• [Fragmento para leer]
Por esto lloró nuestro Señor, por esto fue ‘varón de dolores, experimentado en quebranto;’ por esto lloró en la sepultura de Lázaro. Vio esa cosa tan horrible, fea y necia llamada pecado, que había hecho acto de presencia en la vida e introducido la muerte en la vida, que había trastornado la vida y la había vuelto infeliz. Lloró por esto; gimió en espíritu. Y al ver la ciudad de Jerusalén que lo rechazaba y con ello se atraía la destrucción, también lloró. Lloró por todo esto, y el que lo sigue, todo aquel que ha recibido su naturaleza, también llora. En otras palabras, debe llorar por la naturaleza del pecado, porque ha entrado en el mundo y ha conducido a tan terribles resultados. En realidad llora porque entiende algo de lo que significa el pecado para Dios, y el aborrecimiento y odio tan totales que Dios siente por él, esta cosa terrible que clavaría, por así decirlo, en el corazón de Dios, si pudiera, esta rebelión y arrogancia del hombre, el resultado de escuchar a Satanás. Lo entristece y llora por ello. Aquí tenemos, pues, la enseñanza del Nuevo Testamento respecto a este punto. Esto significa llorar en el sentido espiritual en el Nuevo Testamento. Quizá la mejor manera de expresarlo es así. Es la antítesis misma del espíritu, mente y perspectiva del mundo, el cual, como dijo nuestro Señor, ‘ríe ahora.’ Miremos al mundo, incluso en tiempo de guerra. Todavía trata de no considerar la situación verdadera, de no hacer caso de ella para ser feliz. ‘Comamos, bebamos y regocijémonos,’ es su consigna. Ríe y dice, ‘No pienses en estas cosas.’ Llorar es exactamente lo contrario. La actitud del hombre cristiano es esencialmente diferente.

• [Entradas extraídas]
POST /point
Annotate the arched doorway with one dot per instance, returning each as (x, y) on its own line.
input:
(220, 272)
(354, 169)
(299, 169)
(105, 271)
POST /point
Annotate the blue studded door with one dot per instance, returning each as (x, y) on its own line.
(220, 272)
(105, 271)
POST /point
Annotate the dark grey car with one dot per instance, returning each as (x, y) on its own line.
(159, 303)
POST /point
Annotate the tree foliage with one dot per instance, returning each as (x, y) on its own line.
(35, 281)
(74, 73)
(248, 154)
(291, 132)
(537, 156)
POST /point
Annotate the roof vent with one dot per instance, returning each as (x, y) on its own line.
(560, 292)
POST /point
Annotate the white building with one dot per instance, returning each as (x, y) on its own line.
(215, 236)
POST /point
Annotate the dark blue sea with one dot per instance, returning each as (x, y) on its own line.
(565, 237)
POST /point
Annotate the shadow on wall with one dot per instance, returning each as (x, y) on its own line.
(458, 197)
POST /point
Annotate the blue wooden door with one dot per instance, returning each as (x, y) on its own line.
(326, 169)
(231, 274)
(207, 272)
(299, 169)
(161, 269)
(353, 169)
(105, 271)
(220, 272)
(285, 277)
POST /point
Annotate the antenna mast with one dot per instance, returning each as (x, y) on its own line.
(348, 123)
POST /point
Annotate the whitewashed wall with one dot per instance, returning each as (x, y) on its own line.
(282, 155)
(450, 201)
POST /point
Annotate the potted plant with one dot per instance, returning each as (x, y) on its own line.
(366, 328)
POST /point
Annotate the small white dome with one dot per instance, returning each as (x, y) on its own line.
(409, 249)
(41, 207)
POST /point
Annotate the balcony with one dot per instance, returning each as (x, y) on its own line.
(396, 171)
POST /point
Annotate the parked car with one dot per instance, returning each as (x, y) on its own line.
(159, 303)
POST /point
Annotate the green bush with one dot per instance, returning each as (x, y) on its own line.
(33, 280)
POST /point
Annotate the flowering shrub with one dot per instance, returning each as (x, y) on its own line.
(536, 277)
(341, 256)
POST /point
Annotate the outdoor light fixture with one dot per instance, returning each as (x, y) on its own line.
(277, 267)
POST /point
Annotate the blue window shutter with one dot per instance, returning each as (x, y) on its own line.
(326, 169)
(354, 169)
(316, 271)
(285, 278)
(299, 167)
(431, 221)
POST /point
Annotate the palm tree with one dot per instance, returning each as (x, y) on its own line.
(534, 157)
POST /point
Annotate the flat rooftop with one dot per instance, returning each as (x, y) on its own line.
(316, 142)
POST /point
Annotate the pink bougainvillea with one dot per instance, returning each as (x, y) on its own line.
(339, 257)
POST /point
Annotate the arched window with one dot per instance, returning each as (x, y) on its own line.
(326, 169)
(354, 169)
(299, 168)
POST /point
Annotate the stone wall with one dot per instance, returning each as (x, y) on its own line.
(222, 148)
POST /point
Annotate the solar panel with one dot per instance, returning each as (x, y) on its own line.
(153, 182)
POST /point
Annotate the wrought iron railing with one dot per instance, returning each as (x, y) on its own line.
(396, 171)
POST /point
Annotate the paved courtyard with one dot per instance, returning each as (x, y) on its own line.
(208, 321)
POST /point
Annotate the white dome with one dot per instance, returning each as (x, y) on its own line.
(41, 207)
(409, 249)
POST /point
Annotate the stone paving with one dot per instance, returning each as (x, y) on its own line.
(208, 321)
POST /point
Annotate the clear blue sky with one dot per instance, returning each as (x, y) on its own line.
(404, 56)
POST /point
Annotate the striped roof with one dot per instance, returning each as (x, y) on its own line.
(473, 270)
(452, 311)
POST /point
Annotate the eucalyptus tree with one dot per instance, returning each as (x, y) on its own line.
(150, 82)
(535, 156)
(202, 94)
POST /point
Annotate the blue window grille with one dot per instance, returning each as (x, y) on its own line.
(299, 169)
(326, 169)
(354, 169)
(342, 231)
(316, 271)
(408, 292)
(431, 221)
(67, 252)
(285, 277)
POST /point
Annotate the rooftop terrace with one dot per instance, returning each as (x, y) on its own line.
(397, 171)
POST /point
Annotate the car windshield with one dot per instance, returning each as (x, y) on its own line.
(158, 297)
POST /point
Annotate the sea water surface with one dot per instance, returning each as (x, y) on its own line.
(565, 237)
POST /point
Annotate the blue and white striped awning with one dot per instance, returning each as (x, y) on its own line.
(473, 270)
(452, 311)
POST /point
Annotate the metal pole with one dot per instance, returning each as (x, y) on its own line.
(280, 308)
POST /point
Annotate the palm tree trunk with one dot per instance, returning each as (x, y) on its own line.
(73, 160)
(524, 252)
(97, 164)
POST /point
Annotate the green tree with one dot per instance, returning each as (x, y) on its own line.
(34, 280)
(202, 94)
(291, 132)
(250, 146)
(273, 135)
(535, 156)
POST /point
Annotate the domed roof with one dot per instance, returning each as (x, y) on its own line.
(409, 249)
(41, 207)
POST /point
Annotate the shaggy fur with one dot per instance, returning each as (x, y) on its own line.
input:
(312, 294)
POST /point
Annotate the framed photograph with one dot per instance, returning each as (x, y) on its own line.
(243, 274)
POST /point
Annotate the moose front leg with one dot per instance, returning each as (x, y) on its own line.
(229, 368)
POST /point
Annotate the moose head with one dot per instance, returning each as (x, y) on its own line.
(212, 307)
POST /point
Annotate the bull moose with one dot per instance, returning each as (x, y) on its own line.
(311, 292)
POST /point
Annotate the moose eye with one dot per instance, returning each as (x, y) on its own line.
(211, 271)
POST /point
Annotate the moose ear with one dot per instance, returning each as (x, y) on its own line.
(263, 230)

• [Instrucciones y requisitos]
Conteste, con la misma numeración, estas preguntas sobre el fragmento para leer:
1. ¿En la sepultura de quién lloró nuestro Señor?
2. ¿Qué hace el mundo ahora, según lo que dijo nuestro Señor?
3. ¿Cuál es la consigna del mundo?

• [Resultado correcto]
1. En la de Lázaro.
2. Ríe.
3. ‘Comamos, bebamos y regocijémonos.’